Each entry should be quoted word for word, including every mark of punctuation.

:: Extracted information ::
========
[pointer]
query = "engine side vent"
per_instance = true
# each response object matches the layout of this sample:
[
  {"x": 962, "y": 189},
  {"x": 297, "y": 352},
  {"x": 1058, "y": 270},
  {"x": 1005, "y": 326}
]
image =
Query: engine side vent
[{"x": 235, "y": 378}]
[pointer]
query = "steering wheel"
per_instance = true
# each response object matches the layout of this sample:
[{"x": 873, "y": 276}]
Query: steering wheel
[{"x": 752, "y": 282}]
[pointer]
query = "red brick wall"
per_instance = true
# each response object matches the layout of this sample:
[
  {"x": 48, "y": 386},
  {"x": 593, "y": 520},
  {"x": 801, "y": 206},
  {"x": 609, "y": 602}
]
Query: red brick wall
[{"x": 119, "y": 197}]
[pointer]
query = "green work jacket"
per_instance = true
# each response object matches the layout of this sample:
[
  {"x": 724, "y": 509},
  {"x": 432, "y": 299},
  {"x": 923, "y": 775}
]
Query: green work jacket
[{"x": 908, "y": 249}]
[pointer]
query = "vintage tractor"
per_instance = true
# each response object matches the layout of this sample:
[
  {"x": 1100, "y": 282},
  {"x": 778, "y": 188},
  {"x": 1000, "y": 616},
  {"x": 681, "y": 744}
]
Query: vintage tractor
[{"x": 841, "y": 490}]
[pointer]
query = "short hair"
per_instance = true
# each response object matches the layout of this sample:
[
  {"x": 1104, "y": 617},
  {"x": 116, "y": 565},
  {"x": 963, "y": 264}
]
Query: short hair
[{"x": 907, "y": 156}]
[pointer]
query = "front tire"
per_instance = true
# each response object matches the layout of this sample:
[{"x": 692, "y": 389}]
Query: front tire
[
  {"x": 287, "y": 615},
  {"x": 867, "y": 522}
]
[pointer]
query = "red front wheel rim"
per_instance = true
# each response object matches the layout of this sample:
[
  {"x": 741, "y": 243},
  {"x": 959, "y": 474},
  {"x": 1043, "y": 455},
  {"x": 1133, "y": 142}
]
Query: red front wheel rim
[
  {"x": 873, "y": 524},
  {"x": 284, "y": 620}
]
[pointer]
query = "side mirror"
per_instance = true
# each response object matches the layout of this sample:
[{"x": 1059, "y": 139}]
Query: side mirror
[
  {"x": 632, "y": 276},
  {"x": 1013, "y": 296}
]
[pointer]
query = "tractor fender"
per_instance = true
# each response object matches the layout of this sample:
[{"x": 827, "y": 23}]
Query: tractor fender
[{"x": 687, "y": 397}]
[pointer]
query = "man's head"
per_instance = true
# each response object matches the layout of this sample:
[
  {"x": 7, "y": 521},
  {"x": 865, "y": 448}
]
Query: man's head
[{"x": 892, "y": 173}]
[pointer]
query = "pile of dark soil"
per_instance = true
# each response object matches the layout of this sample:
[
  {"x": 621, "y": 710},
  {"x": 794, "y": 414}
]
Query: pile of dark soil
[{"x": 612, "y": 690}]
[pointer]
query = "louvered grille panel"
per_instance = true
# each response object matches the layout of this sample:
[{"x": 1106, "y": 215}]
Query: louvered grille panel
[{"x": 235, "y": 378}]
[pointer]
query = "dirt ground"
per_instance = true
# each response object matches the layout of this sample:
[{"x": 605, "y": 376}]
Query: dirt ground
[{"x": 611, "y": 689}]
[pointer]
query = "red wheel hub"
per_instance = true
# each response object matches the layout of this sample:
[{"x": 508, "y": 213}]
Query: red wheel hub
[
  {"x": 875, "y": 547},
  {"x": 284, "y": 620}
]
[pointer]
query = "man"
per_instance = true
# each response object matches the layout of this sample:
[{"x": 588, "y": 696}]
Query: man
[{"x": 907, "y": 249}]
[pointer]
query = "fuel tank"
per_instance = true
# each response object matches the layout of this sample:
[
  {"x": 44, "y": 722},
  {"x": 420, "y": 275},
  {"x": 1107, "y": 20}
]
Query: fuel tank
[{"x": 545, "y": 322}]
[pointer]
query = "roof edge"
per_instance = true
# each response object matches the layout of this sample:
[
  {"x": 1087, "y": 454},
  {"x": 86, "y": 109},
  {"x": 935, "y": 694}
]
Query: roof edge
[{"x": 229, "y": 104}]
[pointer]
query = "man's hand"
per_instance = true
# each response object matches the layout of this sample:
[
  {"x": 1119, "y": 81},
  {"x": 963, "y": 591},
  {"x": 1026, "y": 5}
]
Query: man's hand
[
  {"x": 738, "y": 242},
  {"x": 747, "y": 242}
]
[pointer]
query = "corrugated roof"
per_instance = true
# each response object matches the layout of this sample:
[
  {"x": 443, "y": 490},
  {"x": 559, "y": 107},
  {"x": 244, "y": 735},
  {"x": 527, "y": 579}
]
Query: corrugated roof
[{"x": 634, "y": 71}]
========
:: Solution to this exercise ::
[pointer]
query = "engine side vent"
per_instance = true
# each response object matches the layout of this sample:
[
  {"x": 962, "y": 189},
  {"x": 297, "y": 352},
  {"x": 1058, "y": 270},
  {"x": 1005, "y": 326}
]
image =
Query: engine side vent
[{"x": 235, "y": 378}]
[pointer]
query = "steering wheel"
per_instance = true
# each response object matches the layout of this sample:
[{"x": 873, "y": 276}]
Query: steering wheel
[{"x": 752, "y": 282}]
[pointer]
query = "red brick wall"
per_instance = true
# each response object matches the layout of this sample:
[
  {"x": 48, "y": 386},
  {"x": 593, "y": 520},
  {"x": 801, "y": 206},
  {"x": 609, "y": 602}
]
Query: red brick wall
[{"x": 119, "y": 197}]
[pointer]
query = "green work jacket"
per_instance = true
# each response object matches the layout of this sample:
[
  {"x": 724, "y": 509},
  {"x": 432, "y": 299},
  {"x": 923, "y": 775}
]
Query: green work jacket
[{"x": 908, "y": 249}]
[pointer]
query = "vintage tractor"
per_instance = true
# each response object matches the layout of this sample:
[
  {"x": 1100, "y": 282},
  {"x": 778, "y": 188},
  {"x": 1000, "y": 616},
  {"x": 681, "y": 744}
]
Query: vintage tractor
[{"x": 841, "y": 490}]
[pointer]
query = "short hair"
per_instance = true
# each response object matches the layout of this sample:
[
  {"x": 1104, "y": 617},
  {"x": 116, "y": 565},
  {"x": 963, "y": 264}
]
Query: short hair
[{"x": 907, "y": 156}]
[pointer]
query = "front tire"
per_instance = true
# each response object matches the layout of this sample:
[{"x": 692, "y": 389}]
Query: front tire
[
  {"x": 287, "y": 615},
  {"x": 867, "y": 522}
]
[pointer]
query = "red front wheel rim"
per_instance = true
# each response object matches the layout of this sample:
[
  {"x": 741, "y": 243},
  {"x": 959, "y": 474},
  {"x": 1043, "y": 455},
  {"x": 1133, "y": 142}
]
Query: red front wheel rim
[
  {"x": 873, "y": 524},
  {"x": 284, "y": 620}
]
[pointer]
query = "side mirror"
per_instance = true
# each response object matches the layout of this sample:
[{"x": 1059, "y": 139}]
Query: side mirror
[
  {"x": 632, "y": 276},
  {"x": 1013, "y": 296}
]
[pointer]
query = "tractor fender"
per_instance = true
# each response object matches the layout of this sample:
[{"x": 827, "y": 23}]
Query: tractor fender
[{"x": 687, "y": 397}]
[pointer]
query = "man's head"
per_instance = true
# each response object matches the layout of this sample:
[
  {"x": 7, "y": 521},
  {"x": 865, "y": 448}
]
Query: man's head
[{"x": 892, "y": 173}]
[pointer]
query = "pile of dark soil"
per_instance = true
# each response object matches the layout of this sample:
[
  {"x": 621, "y": 710},
  {"x": 794, "y": 414}
]
Query: pile of dark soil
[{"x": 612, "y": 690}]
[pointer]
query = "louvered grille panel"
per_instance = true
# each response object matches the layout of this sample:
[{"x": 1106, "y": 215}]
Query: louvered grille panel
[{"x": 235, "y": 378}]
[pointer]
query = "dirt ground"
per_instance = true
# each response object matches the layout of this sample:
[{"x": 605, "y": 376}]
Query: dirt ground
[{"x": 611, "y": 689}]
[pointer]
query = "red wheel hub"
per_instance = true
# each response object matches the layout of this sample:
[{"x": 508, "y": 213}]
Query: red wheel hub
[
  {"x": 875, "y": 547},
  {"x": 284, "y": 620}
]
[pointer]
query = "man"
per_instance = true
# each response object matches the layout of this sample:
[{"x": 588, "y": 696}]
Query: man
[{"x": 907, "y": 249}]
[pointer]
query = "fuel tank"
per_instance = true
# each response object matches the layout of this sample:
[
  {"x": 44, "y": 722},
  {"x": 420, "y": 275},
  {"x": 1107, "y": 20}
]
Query: fuel tank
[{"x": 545, "y": 322}]
[pointer]
query = "roof edge"
per_instance = true
# each response object matches the layout of this sample:
[
  {"x": 1087, "y": 454},
  {"x": 86, "y": 109},
  {"x": 935, "y": 694}
]
Query: roof edge
[{"x": 229, "y": 104}]
[pointer]
query = "man's hand"
per_instance = true
# each response object matches the layout of this sample:
[
  {"x": 1119, "y": 81},
  {"x": 963, "y": 591},
  {"x": 1026, "y": 5}
]
Query: man's hand
[
  {"x": 738, "y": 242},
  {"x": 747, "y": 242}
]
[pointer]
query = "corrugated roof"
per_instance = true
# each response object matches the layout of this sample:
[
  {"x": 443, "y": 490},
  {"x": 559, "y": 107},
  {"x": 244, "y": 735},
  {"x": 527, "y": 579}
]
Query: corrugated roof
[{"x": 634, "y": 71}]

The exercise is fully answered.